*** Exercise text Section Begins ***

Fourth Quarter Considerations
Late-game rushing presents unique analytical challenges:
def fourth_quarter_analysis(rushes: pd.DataFrame) -> pd.DataFrame:
"""Analyze 4th quarter rushing dynamics."""
q4 = rushes[rushes['qtr'] == 4]
# Split by game competitiveness
q4['competitive'] = abs(q4['score_differential']) <= 7
q4['running_clock'] = q4['score_differential'] > 0
analysis = (q4
.groupby(['competitive', 'running_clock'])
.agg(
carries=('rush_attempt', 'count'),
epa=('epa', 'mean'),
success=('epa', lambda x: (x > 0).mean())
)
)
return analysis
When a team is running out the clock:
- Success is redefined: Not losing yards and burning clock is success
- EPA is inappropriate: The goal isn't maximizing points but running time
- Volume inflates: Many low-value carries accumulate
Adjusting for Game Context
To fairly evaluate running backs:
def context_adjusted_rushing(rushes: pd.DataFrame) -> pd.DataFrame:
"""Adjust rushing stats for game context."""
# Filter to "meaningful" carries
meaningful = rushes[
(rushes['qtr'] <= 3) | # First 3 quarters
(abs(rushes['score_differential']) <= 14) # Or close in 4th
]
adjusted_stats = (meaningful
.groupby('rusher_player_name')
.agg(
adj_carries=('rush_attempt', 'sum'),
adj_epa=('epa', 'mean'),
adj_success=('epa', lambda x: (x > 0).mean())

*** Exercise text Section Ends ***

* _Problem set_
a - Rewrite the rushing analysis text starting with "# Filter to" and going on through "adj_success=('epa', lambda x: (x > 0).mean())", renaming "meaningful" to "relevant" each time it appears.
b - Write what comes next in the text on football rushing analysis, picking up after its last line.

*** Dataset extract Section Begins ***

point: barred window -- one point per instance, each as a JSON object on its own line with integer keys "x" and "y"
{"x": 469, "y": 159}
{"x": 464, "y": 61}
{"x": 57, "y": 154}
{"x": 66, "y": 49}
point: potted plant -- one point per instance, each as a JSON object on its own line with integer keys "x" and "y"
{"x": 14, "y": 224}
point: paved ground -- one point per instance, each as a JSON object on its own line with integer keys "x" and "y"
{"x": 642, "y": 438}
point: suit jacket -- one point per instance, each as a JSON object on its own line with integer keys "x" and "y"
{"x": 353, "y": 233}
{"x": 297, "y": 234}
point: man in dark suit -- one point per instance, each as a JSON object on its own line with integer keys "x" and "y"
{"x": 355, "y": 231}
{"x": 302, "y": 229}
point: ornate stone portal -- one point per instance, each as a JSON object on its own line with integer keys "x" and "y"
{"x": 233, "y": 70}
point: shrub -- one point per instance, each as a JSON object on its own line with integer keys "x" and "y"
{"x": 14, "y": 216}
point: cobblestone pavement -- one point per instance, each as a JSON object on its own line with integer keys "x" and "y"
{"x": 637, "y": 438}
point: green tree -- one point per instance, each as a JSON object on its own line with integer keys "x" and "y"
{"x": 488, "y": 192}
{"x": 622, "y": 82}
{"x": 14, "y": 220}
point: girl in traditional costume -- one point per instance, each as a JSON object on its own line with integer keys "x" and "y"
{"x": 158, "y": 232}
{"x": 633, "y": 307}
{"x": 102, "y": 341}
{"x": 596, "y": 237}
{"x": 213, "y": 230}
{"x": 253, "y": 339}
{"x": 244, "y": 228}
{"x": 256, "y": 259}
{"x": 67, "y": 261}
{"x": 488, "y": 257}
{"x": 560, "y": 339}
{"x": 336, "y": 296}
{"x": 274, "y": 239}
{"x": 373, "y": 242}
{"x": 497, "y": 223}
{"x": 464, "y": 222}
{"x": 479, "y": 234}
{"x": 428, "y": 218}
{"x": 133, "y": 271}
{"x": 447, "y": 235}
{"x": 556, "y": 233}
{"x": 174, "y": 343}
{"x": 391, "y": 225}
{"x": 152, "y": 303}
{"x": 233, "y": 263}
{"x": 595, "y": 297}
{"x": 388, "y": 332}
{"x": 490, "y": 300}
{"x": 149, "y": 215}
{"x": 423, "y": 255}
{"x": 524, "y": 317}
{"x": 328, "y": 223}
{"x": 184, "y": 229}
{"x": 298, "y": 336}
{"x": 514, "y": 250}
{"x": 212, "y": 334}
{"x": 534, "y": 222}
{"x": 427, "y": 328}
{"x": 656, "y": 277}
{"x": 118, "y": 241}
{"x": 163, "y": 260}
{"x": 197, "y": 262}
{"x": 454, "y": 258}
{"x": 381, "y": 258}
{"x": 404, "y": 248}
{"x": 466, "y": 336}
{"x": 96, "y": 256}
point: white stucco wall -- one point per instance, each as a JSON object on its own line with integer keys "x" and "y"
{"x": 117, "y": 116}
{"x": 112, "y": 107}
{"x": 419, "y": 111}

*** Dataset extract Section Ends ***

* _Answers for the exercise_
a -
# Filter to "relevant" carries
relevant = rushes[
(rushes['qtr'] <= 3) | # First 3 quarters
(abs(rushes['score_differential']) <= 14) # Or close in 4th
]
adjusted_stats = (relevant
.groupby('rusher_player_name')
.agg(
adj_carries=('rush_attempt', 'sum'),
adj_epa=('epa', 'mean'),
adj_success=('epa', lambda x: (x > 0).mean())

b -
)
)
# Compare to raw stats
raw_stats = (rushes
.groupby('rusher_player_name')
.agg(
raw_carries=('rush_attempt', 'sum'),
raw_epa=('epa', 'mean')
)
)
combined = adjusted_stats.join(raw_stats)
combined['context_penalty'] = combined['raw_epa'] - combined['adj_epa']
return combined
7.6 Offensive Line and Scheme Effects
The O-Line Problem
Running back evaluation is inseparable from offensive line evaluation:
def team_rush_blocking_quality(pbp: pd.DataFrame) -> pd.DataFrame:
"""Estimate team rush blocking quality."""
rushes = pbp[pbp['rush_attempt'] == 1]
team_rushing = (rushes
.groupby('posteam')
.agg(
carries=('rush_attempt', 'sum'),
epa=('epa', 'mean'),
ypc=('yards_gained', 'mean'),
success_rate=('epa', lambda x: (x > 0).mean()),
# Stuffed rate: runs for 0 or negative
stuff_rate=('yards_gained', lambda x: (x <= 0).mean())
)
.sort_values('epa', ascending=False)
)
return team_rushing
What the O-line controls: - Initial hole creation - Yards before contact - Stuff rate (runs for 0 or loss)
What the RB controls: - Vision (finding and hitting the hole) - Yards after contact - Breakaway speed
Scheme-Based Rushing Styles
Different schemes produce different rushing profiles:
Outside Zone: - Lateral movement before hitting hole - Cutback opportunities - Generally higher YPC - Requires vision and patience
Inside Zone: - Attack between the tackles - Quick decisions - More consistent, lower variance
Power/Gap: - Pulling linemen create leads - Downhill running - Favors power over speed
def analyze_rush_direction(rushes: pd.DataFrame) -> pd.DataFrame:
"""Analyze rushing by gap/direction."""
# Use run_gap and run_location if available
if 'run_gap' not in rushes.columns:
# Approximate with description or direction
return None
direction_analysis = (rushes
.groupby('run_gap')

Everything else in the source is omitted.